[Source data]

··········

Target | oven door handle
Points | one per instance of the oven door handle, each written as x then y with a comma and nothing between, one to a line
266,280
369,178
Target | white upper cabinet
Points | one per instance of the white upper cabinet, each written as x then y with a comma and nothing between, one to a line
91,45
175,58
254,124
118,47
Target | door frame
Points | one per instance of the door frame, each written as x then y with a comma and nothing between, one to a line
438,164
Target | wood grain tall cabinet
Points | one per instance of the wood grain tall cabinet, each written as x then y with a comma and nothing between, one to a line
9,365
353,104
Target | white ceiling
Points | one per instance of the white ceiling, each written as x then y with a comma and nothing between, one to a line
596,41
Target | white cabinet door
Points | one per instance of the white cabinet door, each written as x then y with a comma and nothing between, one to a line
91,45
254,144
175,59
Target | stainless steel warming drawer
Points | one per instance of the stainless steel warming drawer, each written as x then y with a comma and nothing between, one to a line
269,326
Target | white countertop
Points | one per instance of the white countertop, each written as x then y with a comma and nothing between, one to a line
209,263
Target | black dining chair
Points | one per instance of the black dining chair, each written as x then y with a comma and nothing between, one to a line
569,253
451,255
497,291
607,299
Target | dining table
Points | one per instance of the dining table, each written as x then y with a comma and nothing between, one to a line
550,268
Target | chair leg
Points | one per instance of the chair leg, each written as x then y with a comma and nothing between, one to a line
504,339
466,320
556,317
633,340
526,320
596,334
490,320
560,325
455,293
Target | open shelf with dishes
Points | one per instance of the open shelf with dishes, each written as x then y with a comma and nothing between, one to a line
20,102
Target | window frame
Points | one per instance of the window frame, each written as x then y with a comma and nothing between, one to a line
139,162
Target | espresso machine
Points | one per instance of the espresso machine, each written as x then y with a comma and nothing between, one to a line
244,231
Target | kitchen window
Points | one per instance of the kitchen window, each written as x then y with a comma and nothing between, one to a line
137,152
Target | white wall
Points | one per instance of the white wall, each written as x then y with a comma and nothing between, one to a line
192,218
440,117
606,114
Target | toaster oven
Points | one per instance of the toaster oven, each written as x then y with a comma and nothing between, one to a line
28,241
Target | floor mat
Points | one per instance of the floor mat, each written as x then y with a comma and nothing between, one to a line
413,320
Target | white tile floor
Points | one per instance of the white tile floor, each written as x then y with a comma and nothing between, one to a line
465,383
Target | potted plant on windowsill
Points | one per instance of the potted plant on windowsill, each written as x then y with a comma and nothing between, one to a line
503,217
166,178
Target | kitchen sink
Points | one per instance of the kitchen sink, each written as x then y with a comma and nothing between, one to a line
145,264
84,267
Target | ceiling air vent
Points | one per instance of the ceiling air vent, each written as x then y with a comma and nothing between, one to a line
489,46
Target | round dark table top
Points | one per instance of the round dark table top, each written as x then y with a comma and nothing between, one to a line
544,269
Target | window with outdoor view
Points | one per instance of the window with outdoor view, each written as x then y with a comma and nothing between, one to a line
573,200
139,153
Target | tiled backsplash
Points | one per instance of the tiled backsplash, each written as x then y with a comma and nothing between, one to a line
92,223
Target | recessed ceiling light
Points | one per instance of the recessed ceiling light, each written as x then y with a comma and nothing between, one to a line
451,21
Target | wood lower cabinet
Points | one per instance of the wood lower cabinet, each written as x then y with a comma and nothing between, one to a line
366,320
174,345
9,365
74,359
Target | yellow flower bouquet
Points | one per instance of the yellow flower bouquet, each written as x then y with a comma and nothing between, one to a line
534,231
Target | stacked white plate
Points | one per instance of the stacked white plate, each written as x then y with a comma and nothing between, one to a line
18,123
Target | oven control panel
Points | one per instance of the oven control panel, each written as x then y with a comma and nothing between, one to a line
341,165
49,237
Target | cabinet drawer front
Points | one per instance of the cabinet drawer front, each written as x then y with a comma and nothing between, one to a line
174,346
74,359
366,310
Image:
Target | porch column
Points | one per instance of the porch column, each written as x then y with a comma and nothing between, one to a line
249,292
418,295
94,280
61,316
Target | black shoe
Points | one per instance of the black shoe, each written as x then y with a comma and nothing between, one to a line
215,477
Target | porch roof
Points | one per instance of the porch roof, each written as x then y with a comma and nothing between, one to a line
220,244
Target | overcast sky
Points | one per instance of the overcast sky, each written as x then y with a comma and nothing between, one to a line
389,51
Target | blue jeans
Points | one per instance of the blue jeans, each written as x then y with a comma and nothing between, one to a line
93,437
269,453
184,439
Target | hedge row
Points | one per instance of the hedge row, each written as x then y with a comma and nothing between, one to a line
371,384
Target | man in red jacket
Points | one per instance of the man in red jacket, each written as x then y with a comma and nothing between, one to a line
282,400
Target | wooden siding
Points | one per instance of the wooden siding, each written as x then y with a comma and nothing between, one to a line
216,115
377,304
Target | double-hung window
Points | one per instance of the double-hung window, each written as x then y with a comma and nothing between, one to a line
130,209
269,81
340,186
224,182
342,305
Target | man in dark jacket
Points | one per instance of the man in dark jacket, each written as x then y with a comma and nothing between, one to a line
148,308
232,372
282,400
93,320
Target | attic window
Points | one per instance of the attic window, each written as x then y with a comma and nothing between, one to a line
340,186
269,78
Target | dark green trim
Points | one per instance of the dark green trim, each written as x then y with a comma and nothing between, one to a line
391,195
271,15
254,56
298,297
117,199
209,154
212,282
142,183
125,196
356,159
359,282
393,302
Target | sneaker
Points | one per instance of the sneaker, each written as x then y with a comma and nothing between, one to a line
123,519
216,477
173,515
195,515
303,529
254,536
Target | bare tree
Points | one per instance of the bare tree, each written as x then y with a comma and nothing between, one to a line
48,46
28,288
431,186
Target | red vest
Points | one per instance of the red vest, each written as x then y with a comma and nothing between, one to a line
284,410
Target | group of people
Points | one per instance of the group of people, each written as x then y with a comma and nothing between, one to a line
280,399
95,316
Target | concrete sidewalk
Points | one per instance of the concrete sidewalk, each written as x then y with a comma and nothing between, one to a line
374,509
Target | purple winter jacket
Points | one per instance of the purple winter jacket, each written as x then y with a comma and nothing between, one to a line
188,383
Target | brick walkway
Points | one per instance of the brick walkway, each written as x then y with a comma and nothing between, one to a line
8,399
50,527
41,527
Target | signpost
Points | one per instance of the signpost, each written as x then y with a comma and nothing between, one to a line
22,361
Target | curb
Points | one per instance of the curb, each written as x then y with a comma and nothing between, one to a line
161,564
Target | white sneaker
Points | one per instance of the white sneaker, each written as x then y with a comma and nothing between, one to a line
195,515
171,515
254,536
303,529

··········

→ The exercise
Using the data above, print every record exactly as shown.

→ Expected answer
Target | oven door handle
Points | one per instance of the oven door handle, each written as x then y with a comma and nothing between, one to a line
266,280
369,178
Target | white upper cabinet
Points | one per instance of the white upper cabinet, each written as x then y with a comma and nothing between, one to a line
91,45
175,58
254,124
118,47
Target | door frame
Points | one per instance of the door frame, each written as x then y with a comma and nothing between, one to a line
438,164
Target | wood grain tall cabinet
Points | one per instance of the wood grain tall cabinet, each written as x then y with a comma and nothing between, one to a line
9,365
353,104
Target | white ceiling
Points | one per instance of the white ceiling, each written as x then y with a comma and nothing between, one to a line
596,41
Target | white cabinet door
Points | one per instance of the white cabinet door, each written as x then y with a comma and nothing between, one to a line
91,45
254,144
175,59
Target | stainless steel warming drawer
Points | one per instance of the stainless steel warming drawer, each written as x then y with a comma and nothing between, one to a line
269,326
Target | white countertop
Points | one per instance of the white countertop, each written as x then y with a comma and nothing between, one to a line
209,263
Target | black dining chair
Points | one per instance of the black dining chair, each written as x then y with a comma and nothing between, one to a line
569,253
451,255
497,291
607,299
Target | dining table
Points | one per instance of the dining table, each written as x then y with a comma and nothing between, one to a line
550,268
Target | chair leg
Points | one per instance of the chair leg, each written as x then y with a comma and nothing between, one to a line
504,339
466,320
556,317
633,340
526,320
596,334
490,320
560,325
455,293
Target | open shelf with dishes
Points | one per instance of the open shelf with dishes, each written as x then y with a comma and nothing between, one to a line
20,102
Target | window frame
Points | one per instance of the window frame, each written as x then y with a comma and nothing between, one to a line
139,162
Target | espresso machine
Points | one per instance of the espresso machine, each written as x then y with a comma and nothing between, one to a line
244,231
Target | kitchen window
Points | one per instance of the kitchen window, each written as x then y with a comma and nothing between, one to a line
137,152
Target | white wall
Points | one per instance of the white wall, each written as x then y with a comma and nothing between, one to a line
192,218
440,117
606,114
Target | toaster oven
Points | one per instance of the toaster oven, each written as x then y with a comma and nothing between, one to a line
28,241
Target | floor mat
Points | one per instance of the floor mat, each written as x then y with a comma and nothing between, one to a line
413,320
Target | white tile floor
Points | one per instance of the white tile floor, each written as x then y with a comma and nothing between, one to a line
465,383
Target | potted plant on windowsill
Points | one per instance of the potted plant on windowsill, each written as x then y with a comma and nothing between, one to a line
503,217
166,178
Target | kitchen sink
Points | one per instance of the kitchen sink, each written as x then y with a comma and nothing between, one to a line
145,264
84,267
Target | ceiling air vent
Points | one per instance of the ceiling air vent, each written as x then y with a comma and nothing between, one to a line
489,46
Target | round dark table top
Points | one per instance of the round dark table top, each written as x then y with a comma and nothing between, one to a line
544,269
Target | window with outdoor view
Points | one per instance of the window with outdoor view, each written as x then y with a comma and nothing between, one to a line
573,200
139,153
Target | tiled backsplash
Points | one per instance of the tiled backsplash, each written as x then y with a comma and nothing between, one to a line
92,223
Target | recessed ceiling light
Points | one per instance of the recessed ceiling light, each written as x then y with a comma and nothing between, one to a line
451,21
Target | wood lower cabinet
Points | one per instance of the wood lower cabinet, each written as x then y with a comma and nothing between, one to a line
366,320
174,345
9,365
74,359
Target | yellow flower bouquet
Points | one per instance of the yellow flower bouquet, each written as x then y with a comma and nothing between, one to a line
534,231
Target | stacked white plate
Points | one per instance of the stacked white plate, each written as x then y with a comma and nothing between, one to a line
18,123
Target | oven control panel
Points | one per instance of the oven control panel, each written as x then y with a comma and nothing between, one to a line
341,165
49,237
Target | cabinet drawer front
Points | one per instance of the cabinet drawer front, each written as x then y with a comma and nothing between, one to a line
174,346
74,359
366,310
Image:
Target | porch column
Points | one per instance of the porch column, each written as x then y with a comma and nothing between, one to a line
249,292
418,295
94,280
61,316
Target | black shoe
Points | one per instance of the black shoe, each written as x then y with a comma and nothing between, one to a line
215,477
Target | porch roof
Points | one per instance of the porch roof, each written as x then y with a comma and nothing between, one to a line
220,244
Target | overcast sky
Points | one per instance of the overcast sky, each written as x then y with a comma and nothing between, one to a line
389,51
Target | blue jeans
Points | one per instance of the blue jeans, each written as x then y with a comma and nothing between, one to a line
93,437
269,453
184,439
Target | hedge row
Points | one per instance of the hedge row, each written as x then y with a comma and nothing between, one to a line
371,384
Target | man in red jacket
Points | one per instance of the man in red jacket, each written as x then y with a comma and nothing between, one to a line
282,400
Target | wooden siding
Points | one per instance of the wooden siding, each written as x then y with a comma and nothing between, one to a line
216,115
377,304
Target | double-hung window
Points | one per instance of the double-hung window, each written as x then y with a comma and nothing between, one to a line
130,209
269,81
340,186
224,182
342,305
Target | man in dark jacket
Points | one per instance of the man in dark jacket, each written as x then y with a comma and nothing between, one to a line
148,308
232,372
282,400
93,320
Target | attic window
Points | one per instance of the attic window, each written as x then y with a comma and nothing between, one to a line
340,186
269,78
Target | dark green trim
Points | one per instance of the dark green trim, each written as x then y with a comma and nothing between, one to a line
391,195
271,15
254,56
298,297
117,199
209,154
212,282
142,183
125,196
356,159
359,282
393,302
Target | sneaker
Points | one per instance of the sneaker, each written as x then y with a comma and nothing between, one to a line
123,519
216,477
173,515
195,515
303,529
254,536
Target | bare tree
Points | one per instance of the bare tree, each written as x then y with a comma and nothing between, one to a line
48,46
28,288
431,186
Target | red vest
Points | one per instance of the red vest, each written as x then y with a comma and nothing between, one to a line
284,410
Target | group of people
Points | one per instance of the group of people, each written as x then y with a comma and nothing between, one to a line
280,399
95,316
Target | concrete sidewalk
Points | one per instance of the concrete sidewalk, each written as x then y with a comma and nothing between, one to a line
374,509
Target | purple winter jacket
Points | one per instance of the purple winter jacket, each written as x then y with a comma and nothing between, one to a line
188,383
Target | brick walkway
Points | one per instance of the brick walkway, each written as x then y with a comma and nothing between, one to a line
8,399
50,527
41,527
Target | signpost
Points | one per instance of the signpost, each written as x then y with a comma and nothing between, one to a line
22,361
Target | curb
Points | one per instance of the curb, each written as x then y with a comma and nothing between, one to a line
161,564
Target | white sneaker
Points | one per instance of the white sneaker, each written as x then y with a comma and nothing between, one to a line
195,515
171,515
254,536
303,529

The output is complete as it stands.